* **Work task a**
In the interview with Molly Barnes, how many acres of woods is the Tennessee house set on?

+++ Document text +++

THE FOCUS

INTERVIEW: MOLLY BARNES

JUL. 13, 2018

Carrie Hull: So, you mentioned that you grew up in Tennessee, in the Nashville area, and you studied in Mississippi and then Chicago. Has returning to Tennessee affected your work in a significant way?

Molly Barnes: Oh, drastically. So, I was in Mississippi, I met my husband there, and I had really just gotten my feet wet in trying to figure out what I wanted to do. I made these big white pieces that were Agnes Martin inspired, and was really just figuring out what contemporary art was all about, and then I somehow got into grad school right away. I don’t know how! I was semi-prepared for what I got into.

But when I went to Chicago, I was in a painting program, surrounded by lots of people who were putting paint on canvas and I was doing nothing like that. I was trying to straddle between the fibers program and the painting program and think about quilting and geometric abstraction, which is where these grid-like pieces come from. So, still kind of breathing that Agnes Martin inspiration, but also being inspired by traditional American piecework quilting and how quilters were always looking at their surroundings and simplifying them into a quilt or a grid somehow, using geometric abstraction in a way that was much more interesting to me than that of a painter. I remember one day, the first nice day in Chicago, I went outside and I made quilts based on the buildings that were there and did little drawings of quilt patterns. I think the grid kind of stayed with me just because I was there surrounded by buildings all the time. It got a little claustrophobic because, every time I looked out the window, it was just like another building. I lived really close to Wrigley Field and I would go out to the lake just to see open space. I saw more people every day than I had seen ever in Mississippi. I really loved the city, but I was also ready to leave.

I was excited to be home for a little bit; we bought this house that’s set on 6 acres of woods, and I got really obsessive. I had never had any outdoor space before so I decided I wanted to learn how to garden and did. I kind of failed at it, but I still try. I’ve got so many types of different flowers; I think I calculated all the seeds and all the bulbs I bought for this spring and it's in the thousands. And, doing that has definitely influenced the work. The imagery of the gold leafed quilts has gone much more from directly referencing traditional American quilts to referencing my surroundings and the things I’m interested in narratively. I try to think about things that I’ve grown or things that are native to here like Black-Eyed Susans and honeysuckle and the bees and hummingbirds; things that I’ve seen directly. When I have my [studio] garage door open and I’m working out here all I see is green and the flowers.

Molly Barnes, Interview, July 2018

Molly Barnes, Interview, July 2018


CH: So, coming here is really what brought flowers into your imagery?

MB: That’s right.

CH: You mentioned earlier in our visit that you’re moving to Arkansas fairly soon. Do you think the images will change?

MB: I hope not! I think where I live is such a big part of my experience. My past artist statements have been really domestically focused and the domestic space is where I find generative creativity and where I take inspiration from. And I was really stressed out about finding a place that I would like [in Arkansas], everything we found was really just like boxes, you know, nothing like open this. Then we found a place to house-sit, a 100-year-old farmhouse for a couple that’s going on sabbatical for a year, so I think I’ll be ok. As long as I can have like a couple pots!

Molly Barnes, Interview, July 2018

Molly Barnes, Interview, July 2018


CH: Since you’re drawing so much inspiration from your direct environment, would you consider the pieces that you’re making autobiographical?

+++ Exercise data +++

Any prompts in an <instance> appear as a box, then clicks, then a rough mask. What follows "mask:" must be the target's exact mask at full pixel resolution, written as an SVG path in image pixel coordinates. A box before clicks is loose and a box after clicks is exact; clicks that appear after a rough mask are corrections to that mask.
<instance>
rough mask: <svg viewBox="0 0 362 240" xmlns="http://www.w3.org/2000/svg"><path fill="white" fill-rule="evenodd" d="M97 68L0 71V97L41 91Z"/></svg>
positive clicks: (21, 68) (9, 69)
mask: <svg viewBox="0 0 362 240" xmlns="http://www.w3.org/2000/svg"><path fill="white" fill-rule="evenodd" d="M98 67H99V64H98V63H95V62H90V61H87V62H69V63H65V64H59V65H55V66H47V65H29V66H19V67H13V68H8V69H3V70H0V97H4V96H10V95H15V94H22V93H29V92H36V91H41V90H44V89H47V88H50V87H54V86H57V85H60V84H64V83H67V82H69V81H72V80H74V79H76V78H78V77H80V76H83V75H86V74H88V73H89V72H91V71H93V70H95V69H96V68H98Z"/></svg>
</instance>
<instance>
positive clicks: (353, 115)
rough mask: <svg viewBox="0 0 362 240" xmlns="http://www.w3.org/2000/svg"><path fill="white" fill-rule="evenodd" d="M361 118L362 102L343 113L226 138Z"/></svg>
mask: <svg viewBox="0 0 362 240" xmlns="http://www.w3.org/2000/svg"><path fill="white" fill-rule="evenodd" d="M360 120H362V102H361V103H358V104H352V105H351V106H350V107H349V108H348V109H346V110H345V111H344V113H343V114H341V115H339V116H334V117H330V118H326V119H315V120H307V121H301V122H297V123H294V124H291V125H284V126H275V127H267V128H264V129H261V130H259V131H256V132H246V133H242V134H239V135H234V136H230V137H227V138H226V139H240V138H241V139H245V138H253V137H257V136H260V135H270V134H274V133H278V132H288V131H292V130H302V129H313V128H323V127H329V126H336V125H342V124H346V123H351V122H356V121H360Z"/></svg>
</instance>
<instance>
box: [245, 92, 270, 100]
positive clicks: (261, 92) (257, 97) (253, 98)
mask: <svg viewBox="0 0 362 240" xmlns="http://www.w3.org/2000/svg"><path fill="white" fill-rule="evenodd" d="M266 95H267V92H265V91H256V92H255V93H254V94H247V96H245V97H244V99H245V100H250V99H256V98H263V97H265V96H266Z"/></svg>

+++
+++ Exercise data +++

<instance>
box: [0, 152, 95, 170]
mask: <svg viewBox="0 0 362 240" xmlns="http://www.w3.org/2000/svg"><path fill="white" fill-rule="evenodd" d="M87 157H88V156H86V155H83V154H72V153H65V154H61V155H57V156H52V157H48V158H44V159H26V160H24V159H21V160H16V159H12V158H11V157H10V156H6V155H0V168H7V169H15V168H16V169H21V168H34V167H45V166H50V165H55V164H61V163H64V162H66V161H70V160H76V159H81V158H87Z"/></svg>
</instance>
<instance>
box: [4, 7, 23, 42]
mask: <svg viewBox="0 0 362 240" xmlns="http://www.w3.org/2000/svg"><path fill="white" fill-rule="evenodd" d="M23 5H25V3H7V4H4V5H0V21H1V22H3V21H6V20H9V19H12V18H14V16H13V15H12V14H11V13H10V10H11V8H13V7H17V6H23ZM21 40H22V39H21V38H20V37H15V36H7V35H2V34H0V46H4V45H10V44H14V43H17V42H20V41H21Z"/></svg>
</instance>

+++

* **Work task b**
List every line of the records that contains the word "positive". Case counts.

* **Written answer a**
Six acres.

* **Written answer b**
positive clicks: (21, 68) (9, 69)
positive clicks: (353, 115)
positive clicks: (261, 92) (257, 97) (253, 98)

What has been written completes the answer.